Exercise brief - According to the guide on company formation in Croatia below, what is the most common type of legal entity that gets incorporated?

Document passage -
If you’re a foreign investor looking at Croatia, you’re probably not just asking “How do I register a company?”
You’re asking bigger questions:
Will this structure actually work for me?
Can this support residency or long-term plans in the EU?
Company formation in Croatia isn’t just paperwork. For international founders, retirees, and investors, it’s a strategic choice that affects everything from liability and taxes to banking access and whether your presence in Croatia is legally sustainable over time.
This guide walks you through company formation in Croatia by structure, so you can clearly see which options make sense for real business, which support investment or residence plans, and which ones look simple on paper but create problems later.

How Company Formation in Croatia Works (Context for Non-Croatians)
In practice, company formation in Croatia usually means incorporating a Croatian legal entity, most commonly a limited company, through a formal court-based registration system.
Foreigners are allowed to fully own Croatian companies, and there is no general requirement for a Croatian shareholder. However, the type of company you choose determines what you are legally allowed to do afterward.
Most foreigners who explore Starting a Business in Croatia underestimate how much the structure itself matters.

Entries provided -
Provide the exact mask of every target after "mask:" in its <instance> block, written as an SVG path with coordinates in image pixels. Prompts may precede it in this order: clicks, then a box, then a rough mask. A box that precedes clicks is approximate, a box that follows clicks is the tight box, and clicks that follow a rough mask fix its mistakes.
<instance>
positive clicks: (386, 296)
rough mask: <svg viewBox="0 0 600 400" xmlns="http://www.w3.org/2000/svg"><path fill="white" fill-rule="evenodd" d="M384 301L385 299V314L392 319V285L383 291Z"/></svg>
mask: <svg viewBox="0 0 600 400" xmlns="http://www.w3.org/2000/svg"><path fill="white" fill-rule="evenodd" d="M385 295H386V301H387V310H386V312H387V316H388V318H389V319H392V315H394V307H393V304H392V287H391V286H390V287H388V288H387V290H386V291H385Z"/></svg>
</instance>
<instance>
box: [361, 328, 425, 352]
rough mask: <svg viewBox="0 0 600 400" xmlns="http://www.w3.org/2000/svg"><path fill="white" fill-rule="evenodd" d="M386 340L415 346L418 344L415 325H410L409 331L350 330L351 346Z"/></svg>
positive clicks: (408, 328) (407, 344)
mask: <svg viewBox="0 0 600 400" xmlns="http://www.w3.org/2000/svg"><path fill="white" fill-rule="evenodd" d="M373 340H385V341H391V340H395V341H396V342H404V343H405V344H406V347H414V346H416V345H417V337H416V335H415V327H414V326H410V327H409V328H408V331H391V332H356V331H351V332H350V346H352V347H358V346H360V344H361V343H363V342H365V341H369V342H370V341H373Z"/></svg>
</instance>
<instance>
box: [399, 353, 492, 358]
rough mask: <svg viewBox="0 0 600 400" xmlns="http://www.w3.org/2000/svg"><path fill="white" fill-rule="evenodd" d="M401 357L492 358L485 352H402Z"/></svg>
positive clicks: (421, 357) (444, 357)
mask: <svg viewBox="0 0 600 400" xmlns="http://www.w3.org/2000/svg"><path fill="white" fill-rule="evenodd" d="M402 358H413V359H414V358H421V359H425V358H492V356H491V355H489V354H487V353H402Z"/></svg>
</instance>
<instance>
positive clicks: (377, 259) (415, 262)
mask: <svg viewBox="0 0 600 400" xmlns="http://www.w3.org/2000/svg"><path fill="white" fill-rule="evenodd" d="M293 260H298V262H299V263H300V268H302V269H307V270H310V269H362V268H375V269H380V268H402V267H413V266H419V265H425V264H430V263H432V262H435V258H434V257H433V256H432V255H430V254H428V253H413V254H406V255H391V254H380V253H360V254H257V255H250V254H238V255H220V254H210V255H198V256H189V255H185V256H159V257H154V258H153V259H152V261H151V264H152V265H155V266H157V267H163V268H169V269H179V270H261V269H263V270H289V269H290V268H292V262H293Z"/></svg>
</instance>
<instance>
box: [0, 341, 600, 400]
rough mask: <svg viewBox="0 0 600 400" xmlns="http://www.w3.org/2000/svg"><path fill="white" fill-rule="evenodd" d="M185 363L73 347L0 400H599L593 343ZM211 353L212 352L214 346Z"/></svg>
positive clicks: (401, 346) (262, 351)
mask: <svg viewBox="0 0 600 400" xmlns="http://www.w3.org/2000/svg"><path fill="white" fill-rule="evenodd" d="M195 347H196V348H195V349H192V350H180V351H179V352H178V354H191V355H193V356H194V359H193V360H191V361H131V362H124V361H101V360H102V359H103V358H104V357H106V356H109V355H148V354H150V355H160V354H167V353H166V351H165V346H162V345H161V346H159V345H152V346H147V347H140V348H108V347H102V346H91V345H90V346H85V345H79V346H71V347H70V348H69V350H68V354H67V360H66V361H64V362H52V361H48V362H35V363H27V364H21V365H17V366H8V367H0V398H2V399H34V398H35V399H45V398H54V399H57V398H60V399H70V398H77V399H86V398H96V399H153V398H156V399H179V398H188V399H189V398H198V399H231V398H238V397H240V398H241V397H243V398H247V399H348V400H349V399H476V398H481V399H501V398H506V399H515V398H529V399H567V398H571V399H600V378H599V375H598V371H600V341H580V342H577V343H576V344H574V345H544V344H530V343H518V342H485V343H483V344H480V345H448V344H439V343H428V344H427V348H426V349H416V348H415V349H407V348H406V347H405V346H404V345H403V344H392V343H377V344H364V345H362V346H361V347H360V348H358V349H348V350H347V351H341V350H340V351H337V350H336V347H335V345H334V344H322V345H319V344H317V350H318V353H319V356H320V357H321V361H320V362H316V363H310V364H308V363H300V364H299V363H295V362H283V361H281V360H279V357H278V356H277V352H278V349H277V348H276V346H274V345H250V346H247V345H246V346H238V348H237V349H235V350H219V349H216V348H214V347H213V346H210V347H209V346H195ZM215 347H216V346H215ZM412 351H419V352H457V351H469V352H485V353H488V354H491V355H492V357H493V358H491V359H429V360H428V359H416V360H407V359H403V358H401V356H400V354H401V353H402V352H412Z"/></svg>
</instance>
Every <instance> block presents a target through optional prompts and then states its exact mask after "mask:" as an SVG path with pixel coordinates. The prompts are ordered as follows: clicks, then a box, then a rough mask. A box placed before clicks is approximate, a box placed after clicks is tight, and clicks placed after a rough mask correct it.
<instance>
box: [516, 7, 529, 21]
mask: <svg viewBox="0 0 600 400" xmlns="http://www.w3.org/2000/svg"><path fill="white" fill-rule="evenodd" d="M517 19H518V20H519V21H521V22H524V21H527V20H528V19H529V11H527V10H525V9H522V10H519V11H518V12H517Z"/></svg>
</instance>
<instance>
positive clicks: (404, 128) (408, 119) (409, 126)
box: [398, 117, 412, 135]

Solution for this exercise - A limited company.